─── Provided information ───
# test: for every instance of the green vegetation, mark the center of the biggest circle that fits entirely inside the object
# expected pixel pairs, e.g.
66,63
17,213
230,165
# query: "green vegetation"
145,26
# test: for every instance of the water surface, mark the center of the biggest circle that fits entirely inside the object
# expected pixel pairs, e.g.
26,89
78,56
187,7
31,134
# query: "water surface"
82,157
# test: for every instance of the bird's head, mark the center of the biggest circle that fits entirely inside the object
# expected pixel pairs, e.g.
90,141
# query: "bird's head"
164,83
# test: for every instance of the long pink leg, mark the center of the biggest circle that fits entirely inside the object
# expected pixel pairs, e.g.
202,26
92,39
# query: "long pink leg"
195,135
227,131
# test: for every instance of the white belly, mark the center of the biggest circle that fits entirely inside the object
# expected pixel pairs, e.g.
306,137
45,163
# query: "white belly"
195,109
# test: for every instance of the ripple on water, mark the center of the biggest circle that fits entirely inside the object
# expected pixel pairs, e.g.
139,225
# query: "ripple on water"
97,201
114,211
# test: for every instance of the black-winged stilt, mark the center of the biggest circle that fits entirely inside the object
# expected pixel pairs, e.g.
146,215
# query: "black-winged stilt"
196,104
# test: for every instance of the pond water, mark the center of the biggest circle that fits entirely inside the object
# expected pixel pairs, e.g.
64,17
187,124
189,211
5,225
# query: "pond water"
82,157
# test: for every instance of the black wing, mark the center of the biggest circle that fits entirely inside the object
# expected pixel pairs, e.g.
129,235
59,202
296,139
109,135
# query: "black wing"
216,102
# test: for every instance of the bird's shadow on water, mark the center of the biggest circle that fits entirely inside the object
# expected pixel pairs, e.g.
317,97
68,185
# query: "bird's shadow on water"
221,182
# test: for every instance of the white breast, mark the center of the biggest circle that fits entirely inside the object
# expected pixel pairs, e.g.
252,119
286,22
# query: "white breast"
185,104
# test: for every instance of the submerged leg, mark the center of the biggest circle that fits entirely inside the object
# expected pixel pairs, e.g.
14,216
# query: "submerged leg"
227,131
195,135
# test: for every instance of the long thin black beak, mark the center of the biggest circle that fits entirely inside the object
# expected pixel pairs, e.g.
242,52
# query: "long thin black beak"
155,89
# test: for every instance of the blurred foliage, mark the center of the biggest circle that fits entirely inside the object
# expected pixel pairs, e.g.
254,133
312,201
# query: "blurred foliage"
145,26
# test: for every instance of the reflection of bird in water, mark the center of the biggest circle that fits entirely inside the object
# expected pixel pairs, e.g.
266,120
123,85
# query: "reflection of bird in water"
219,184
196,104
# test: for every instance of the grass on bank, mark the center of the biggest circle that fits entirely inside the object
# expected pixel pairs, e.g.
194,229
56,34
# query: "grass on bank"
───
◆ **Instructions for the task**: Each record, from first to last, should be returned verbatim.

◆ **Exercise solution**:
# test: for every instance of the green vegetation, mark the center of the biggest circle that fits entirely inside the object
# expected pixel pairs, e.g.
66,63
17,213
230,165
# query: "green vegetation"
145,26
# test: for every instance of the water surface, mark the center of the biggest circle that fits entirely inside the object
# expected pixel pairs, e.g.
26,89
78,56
187,7
31,134
# query: "water surface"
82,157
# test: for every instance of the bird's head, mark the center of the biggest circle that fits entirely inside the object
# expected pixel pairs, e.g.
90,141
# query: "bird's head"
164,83
# test: for every instance of the long pink leg, mark the center of the biggest circle that fits entirely inside the object
# expected pixel pairs, e.g.
202,26
92,39
# query: "long pink leg"
195,135
227,131
# test: for every instance of the white belly, mark the center of the biggest circle that fits entirely inside the object
# expected pixel pairs, e.g.
306,137
45,163
# query: "white belly"
195,109
# test: for every instance of the ripple on water, mark the center of the biggest circle that fits entirely inside the object
# expected pixel pairs, e.g.
139,225
# query: "ripple on water"
97,201
114,211
# test: for every instance of the black-winged stilt, mark the center of the biggest circle that fits entirely inside the object
# expected pixel pairs, e.g.
146,215
# query: "black-winged stilt"
196,104
# test: for every instance of the pond water, mark the center of the biggest circle that fits entirely inside the object
# expected pixel pairs, e.g.
64,17
187,124
189,211
5,225
# query: "pond water"
82,157
# test: for every instance of the black wing, mark the center of the biggest circle that fits entirely inside the object
# expected pixel pairs, e.g.
129,235
59,202
296,139
109,135
# query: "black wing"
216,102
# test: for every instance of the bird's shadow on water, mark the center of the biggest circle that fits entirely inside the object
# expected pixel pairs, e.g.
317,97
68,185
# query: "bird's shadow on water"
221,182
# test: for every instance of the white breast, mark the center of the biggest circle that fits entirely inside the object
# expected pixel pairs, e.g.
252,119
286,22
# query: "white breast"
185,104
# test: for every instance of the submerged leg, mark the center of the biggest circle that fits entirely inside the object
# expected pixel pairs, e.g.
14,216
# query: "submerged leg"
227,131
195,135
# test: for every instance of the long thin black beak, mark the center of the biggest circle that fits entirely inside the object
# expected pixel pairs, e.g.
242,52
# query: "long thin black beak"
155,89
# test: for every instance of the blurred foliage, mark the center of the biggest circle that fits entirely inside the object
# expected pixel pairs, e.g.
254,133
312,201
# query: "blurred foliage"
145,26
# test: for every instance of the reflection of bird in water, mark the center of the biggest circle that fits entirely inside the object
# expected pixel pairs, e.g.
266,120
123,85
# query: "reflection of bird in water"
219,184
196,104
# test: for every instance of the grass on bank, mark the center of the biggest circle that fits entirely inside the object
# expected pixel pairs, e.g.
194,229
56,34
# query: "grass on bank"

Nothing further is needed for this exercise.